## PROVIDED TEXT
»»

One of the most important first steps in dismantling the falsehoods about pathology and LGBTQ+ people began with Evelyn Hooker.  Although she was born in North Platte, Nebraska, Hooker grew up on the eastern plains of Colorado as one of nine children. Evelyn was poor and was very tall—standing a tad under six feet as an adult. She was routinely teased—what we would now call bullied--in school. She referred to her growing up as "a painful process."


Hooker started her undergraduate years at the University of Colorado Boulder in 1924. Her advisor was Karl Muenzinger—yes, the man for whom the building that houses the psychology department is named. She left CU with bachelor and Masters degrees and headed to Johns Hopkins University in Baltimore to pursue her doctorate in experimental psychology. She eventually ended up in Los Angeles. From LA, Hooker accepted a fellowship year at the Berlin Institute of Psychotherapy, and she was in Germany when Kristallnacht occurred. Before returning to the US, she also visited Russia, where she saw another totalitarian government in action. Upon her return, Hooker was rejected for a tenure-track position at UCLA. The department chair explicitly told her he couldn't hire another female professor. 


Hooker accepted a position teaching in the UCLA Extension division. She taught the usual stereotypes about sexual minorities.  One of the students exposed to those lies was Sam From. From and Hooker became friends after he finished her course. He eventually came out to Hooker. It was following an evening in which Hooker and her husband and From and his partner visited Finocchio's, a drag club in San Francisco, that From issued a challenge to his former teacher. 


From challenged Hooker to study normal gay men. He was quite clear: "It is your scientific duty to study people like us." Hooker's immediate response was that she couldn't do that; he was her friend, and she couldn't be objective. From told Hooker he could connect Hooker with other gay men, which he eventually did. Hooker started to design a study to explore the question:   If pathology were intrinsic to a same-sex orientation, she reasoned, then the pathology should show up on psychological tests. Further, experts using the best psychological measures available should be able to distinguish between the test responses given by gay men and the test responses given by straight men. The experts "failed" both parts of the study. 


In 1956, Hooker presented the results of her study at the annual convention of the American Psychological Association.  If, as the profession had insisted, homosexuality represented a form of pathology, then the results of Hooker's study were wildly unlikely. After all, the experts were unable to distinguish between heterosexual and gay men in terms of psychopathology, thus indicating it made no sense to label one group "sick" and the other group "well." Her study was the start of a series of related research projects that eventually sealed the deal: There was no evidence for the gays-are-sick myth. 

It took this quiet intersection of these two rather improbable people—a heterosexual teacher in a continuing education class and one of her students, a young, gay man who challenged his teacher to look more critically at what she was teaching—to free an entire group of individuals from the official label of "sick."


Hooker's research shocked the world. It was the beginning of a sea change. Lots of studies followed and supported Hooker's findings. In 1973 and 1974, in votes by the governing body and the broader membership, respectively, the American Psychiatric Association removed homosexuality from its official list of pathologies.  Proving once again that humor was a prominent characteristic of LGBTQ+ culture, one gay newspaper presented the news with this front-page headline, "20 Million Gay People Cured!"


That was a critical turning point in how the mental health professions saw homosexuality. As social psychologist, Gregory Herek observed some years later, Hooker's study was the first to demonstrate that the professions' early assumptions and stereotypes about gay men "came more from the culture than from science."


Challenging the sickness myth was important not only for psychology but also for the larger movement for LGBTQ+ rights.  Hooker's work was an essential step in the movement for the liberation of LGBTQ+ people.

««

## MATERIAL

»»

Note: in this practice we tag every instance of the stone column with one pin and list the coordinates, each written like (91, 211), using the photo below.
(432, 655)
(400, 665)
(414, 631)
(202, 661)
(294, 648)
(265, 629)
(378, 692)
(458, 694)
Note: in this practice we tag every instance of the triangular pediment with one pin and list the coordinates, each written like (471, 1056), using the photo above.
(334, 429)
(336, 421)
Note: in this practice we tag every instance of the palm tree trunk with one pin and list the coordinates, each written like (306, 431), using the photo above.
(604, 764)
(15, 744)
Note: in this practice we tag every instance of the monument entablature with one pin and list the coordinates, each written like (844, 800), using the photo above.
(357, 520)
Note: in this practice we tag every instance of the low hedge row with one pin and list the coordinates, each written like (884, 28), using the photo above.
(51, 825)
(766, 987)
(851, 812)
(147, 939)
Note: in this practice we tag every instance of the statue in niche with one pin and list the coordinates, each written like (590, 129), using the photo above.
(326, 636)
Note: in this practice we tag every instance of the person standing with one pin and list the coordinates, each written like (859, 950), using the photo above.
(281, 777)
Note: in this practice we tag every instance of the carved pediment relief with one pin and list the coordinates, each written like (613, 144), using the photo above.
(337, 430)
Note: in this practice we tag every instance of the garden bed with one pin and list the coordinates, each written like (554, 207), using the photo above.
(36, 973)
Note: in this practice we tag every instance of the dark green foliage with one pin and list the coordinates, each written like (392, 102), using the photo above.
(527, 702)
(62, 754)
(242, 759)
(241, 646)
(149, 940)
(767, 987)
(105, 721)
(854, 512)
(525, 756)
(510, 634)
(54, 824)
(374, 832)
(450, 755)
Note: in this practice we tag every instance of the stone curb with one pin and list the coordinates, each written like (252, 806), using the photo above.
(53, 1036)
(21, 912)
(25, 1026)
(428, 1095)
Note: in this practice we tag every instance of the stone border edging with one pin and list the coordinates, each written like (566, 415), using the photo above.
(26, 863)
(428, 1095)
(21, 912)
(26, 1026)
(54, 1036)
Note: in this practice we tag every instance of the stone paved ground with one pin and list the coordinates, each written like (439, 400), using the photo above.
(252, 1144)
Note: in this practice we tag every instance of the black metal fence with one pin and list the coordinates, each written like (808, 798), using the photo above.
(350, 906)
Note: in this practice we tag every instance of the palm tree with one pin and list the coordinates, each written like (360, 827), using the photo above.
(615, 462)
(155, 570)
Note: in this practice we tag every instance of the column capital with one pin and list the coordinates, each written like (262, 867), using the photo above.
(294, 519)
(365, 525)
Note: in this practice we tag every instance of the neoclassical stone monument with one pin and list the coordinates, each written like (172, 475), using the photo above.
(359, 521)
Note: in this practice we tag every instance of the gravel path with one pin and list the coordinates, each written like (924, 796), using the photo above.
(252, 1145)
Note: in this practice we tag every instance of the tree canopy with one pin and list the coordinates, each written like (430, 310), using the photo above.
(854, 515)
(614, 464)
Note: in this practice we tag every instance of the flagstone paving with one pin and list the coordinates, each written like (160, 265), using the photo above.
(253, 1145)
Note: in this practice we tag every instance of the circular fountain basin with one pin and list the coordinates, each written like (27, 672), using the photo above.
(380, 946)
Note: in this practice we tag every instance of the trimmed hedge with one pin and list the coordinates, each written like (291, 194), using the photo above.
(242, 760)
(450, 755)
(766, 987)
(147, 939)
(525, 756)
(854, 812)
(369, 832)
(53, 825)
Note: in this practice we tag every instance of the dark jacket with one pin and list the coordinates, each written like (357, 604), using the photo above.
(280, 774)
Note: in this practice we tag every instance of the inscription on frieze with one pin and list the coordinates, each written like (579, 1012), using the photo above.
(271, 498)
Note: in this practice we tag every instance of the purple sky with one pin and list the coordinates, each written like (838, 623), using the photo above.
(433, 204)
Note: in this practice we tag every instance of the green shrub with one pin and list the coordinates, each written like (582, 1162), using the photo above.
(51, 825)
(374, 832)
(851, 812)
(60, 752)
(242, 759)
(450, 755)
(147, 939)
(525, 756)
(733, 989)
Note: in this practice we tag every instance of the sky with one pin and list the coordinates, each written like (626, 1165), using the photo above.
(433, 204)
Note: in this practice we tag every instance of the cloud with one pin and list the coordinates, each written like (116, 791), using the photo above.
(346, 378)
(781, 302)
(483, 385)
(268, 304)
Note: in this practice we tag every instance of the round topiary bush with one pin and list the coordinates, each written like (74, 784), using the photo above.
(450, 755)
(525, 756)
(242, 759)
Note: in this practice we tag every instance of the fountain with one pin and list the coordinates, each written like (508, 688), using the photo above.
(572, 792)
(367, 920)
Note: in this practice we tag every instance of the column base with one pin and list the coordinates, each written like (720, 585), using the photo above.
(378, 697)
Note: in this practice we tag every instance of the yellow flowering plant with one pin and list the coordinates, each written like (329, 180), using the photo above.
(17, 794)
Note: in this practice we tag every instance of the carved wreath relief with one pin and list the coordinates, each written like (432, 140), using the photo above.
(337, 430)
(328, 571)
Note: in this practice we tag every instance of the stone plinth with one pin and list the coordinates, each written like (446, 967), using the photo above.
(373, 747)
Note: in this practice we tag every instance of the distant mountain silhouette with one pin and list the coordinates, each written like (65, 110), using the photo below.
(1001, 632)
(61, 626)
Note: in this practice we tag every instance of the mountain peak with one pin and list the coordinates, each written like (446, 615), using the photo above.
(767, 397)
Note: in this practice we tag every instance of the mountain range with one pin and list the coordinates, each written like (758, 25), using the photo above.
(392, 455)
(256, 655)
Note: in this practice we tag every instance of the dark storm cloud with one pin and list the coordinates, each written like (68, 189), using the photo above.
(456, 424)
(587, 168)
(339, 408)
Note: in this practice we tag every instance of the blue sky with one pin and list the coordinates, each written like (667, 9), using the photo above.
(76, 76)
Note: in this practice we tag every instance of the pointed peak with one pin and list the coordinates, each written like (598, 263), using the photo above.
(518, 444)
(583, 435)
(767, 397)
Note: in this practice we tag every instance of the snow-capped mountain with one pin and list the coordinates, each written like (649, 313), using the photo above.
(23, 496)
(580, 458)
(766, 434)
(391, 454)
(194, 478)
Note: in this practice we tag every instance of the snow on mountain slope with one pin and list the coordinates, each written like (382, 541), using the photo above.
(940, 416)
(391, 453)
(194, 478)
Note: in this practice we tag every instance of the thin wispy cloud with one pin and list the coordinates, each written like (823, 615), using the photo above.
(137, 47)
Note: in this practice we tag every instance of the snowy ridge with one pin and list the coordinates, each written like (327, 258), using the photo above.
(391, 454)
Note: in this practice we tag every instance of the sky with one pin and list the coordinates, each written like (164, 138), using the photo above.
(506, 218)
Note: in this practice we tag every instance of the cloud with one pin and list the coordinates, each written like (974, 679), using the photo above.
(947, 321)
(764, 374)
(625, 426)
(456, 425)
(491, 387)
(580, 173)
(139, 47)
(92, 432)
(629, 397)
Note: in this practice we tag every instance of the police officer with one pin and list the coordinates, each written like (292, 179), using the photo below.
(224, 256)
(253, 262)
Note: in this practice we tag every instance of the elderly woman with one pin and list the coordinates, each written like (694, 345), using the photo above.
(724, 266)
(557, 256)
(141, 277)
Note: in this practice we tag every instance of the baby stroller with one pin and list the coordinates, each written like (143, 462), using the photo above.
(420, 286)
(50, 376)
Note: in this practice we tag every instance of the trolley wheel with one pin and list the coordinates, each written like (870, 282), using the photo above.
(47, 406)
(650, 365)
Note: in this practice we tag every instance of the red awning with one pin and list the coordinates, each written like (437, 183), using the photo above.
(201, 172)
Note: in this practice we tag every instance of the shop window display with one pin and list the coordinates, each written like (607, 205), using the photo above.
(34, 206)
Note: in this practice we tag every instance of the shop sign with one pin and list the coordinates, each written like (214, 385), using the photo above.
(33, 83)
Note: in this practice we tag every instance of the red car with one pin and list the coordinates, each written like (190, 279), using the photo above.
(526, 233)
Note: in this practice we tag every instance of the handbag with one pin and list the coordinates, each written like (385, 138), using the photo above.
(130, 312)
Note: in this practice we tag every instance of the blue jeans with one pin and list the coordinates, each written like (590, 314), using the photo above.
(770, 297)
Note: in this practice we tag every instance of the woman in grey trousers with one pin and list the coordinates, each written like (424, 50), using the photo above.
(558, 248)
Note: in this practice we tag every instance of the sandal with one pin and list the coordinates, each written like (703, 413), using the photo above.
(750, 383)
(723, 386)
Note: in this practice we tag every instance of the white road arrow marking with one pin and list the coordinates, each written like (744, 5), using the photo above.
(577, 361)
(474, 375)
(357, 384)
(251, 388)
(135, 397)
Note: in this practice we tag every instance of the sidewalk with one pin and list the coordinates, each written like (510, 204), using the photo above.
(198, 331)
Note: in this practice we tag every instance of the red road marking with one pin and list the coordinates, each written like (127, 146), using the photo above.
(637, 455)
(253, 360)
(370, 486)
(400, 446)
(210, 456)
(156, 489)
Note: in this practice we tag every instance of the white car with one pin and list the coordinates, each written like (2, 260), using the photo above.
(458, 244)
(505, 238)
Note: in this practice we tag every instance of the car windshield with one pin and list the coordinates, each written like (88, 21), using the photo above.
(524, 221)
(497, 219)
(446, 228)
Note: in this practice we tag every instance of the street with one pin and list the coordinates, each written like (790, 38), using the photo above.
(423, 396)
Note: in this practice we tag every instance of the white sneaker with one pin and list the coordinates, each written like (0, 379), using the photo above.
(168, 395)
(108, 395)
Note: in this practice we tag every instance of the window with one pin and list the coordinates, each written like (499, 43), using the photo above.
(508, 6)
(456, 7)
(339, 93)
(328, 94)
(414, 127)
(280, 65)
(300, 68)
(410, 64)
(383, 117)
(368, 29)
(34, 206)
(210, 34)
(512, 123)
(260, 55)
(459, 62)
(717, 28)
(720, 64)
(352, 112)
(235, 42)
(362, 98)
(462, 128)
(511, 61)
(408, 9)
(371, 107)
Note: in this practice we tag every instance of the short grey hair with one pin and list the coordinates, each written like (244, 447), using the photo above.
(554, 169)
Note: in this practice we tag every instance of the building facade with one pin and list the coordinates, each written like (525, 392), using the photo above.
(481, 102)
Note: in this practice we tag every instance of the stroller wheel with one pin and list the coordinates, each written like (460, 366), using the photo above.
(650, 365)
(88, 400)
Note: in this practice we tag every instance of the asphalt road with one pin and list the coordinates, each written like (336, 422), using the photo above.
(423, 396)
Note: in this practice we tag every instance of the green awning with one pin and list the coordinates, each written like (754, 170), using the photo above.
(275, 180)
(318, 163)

««

## REQUESTS
- A) According to the Evelyn Hooker text, what reason did the UCLA department chair give for not hiring Hooker into a tenure-track position?
- B) Reproduce the Evelyn Hooker text word for word from "That was a critical" to "of LGBTQ+ people.".
Answer from the Evelyn Hooker text alone, not the data.

## RESPONSES
- A) He said he couldn't hire another female professor.

- B)
That was a critical turning point in how the mental health professions saw homosexuality. As social psychologist, Gregory Herek observed some years later, Hooker's study was the first to demonstrate that the professions' early assumptions and stereotypes about gay men "came more from the culture than from science."


Challenging the sickness myth was important not only for psychology but also for the larger movement for LGBTQ+ rights.  Hooker's work was an essential step in the movement for the liberation of LGBTQ+ people.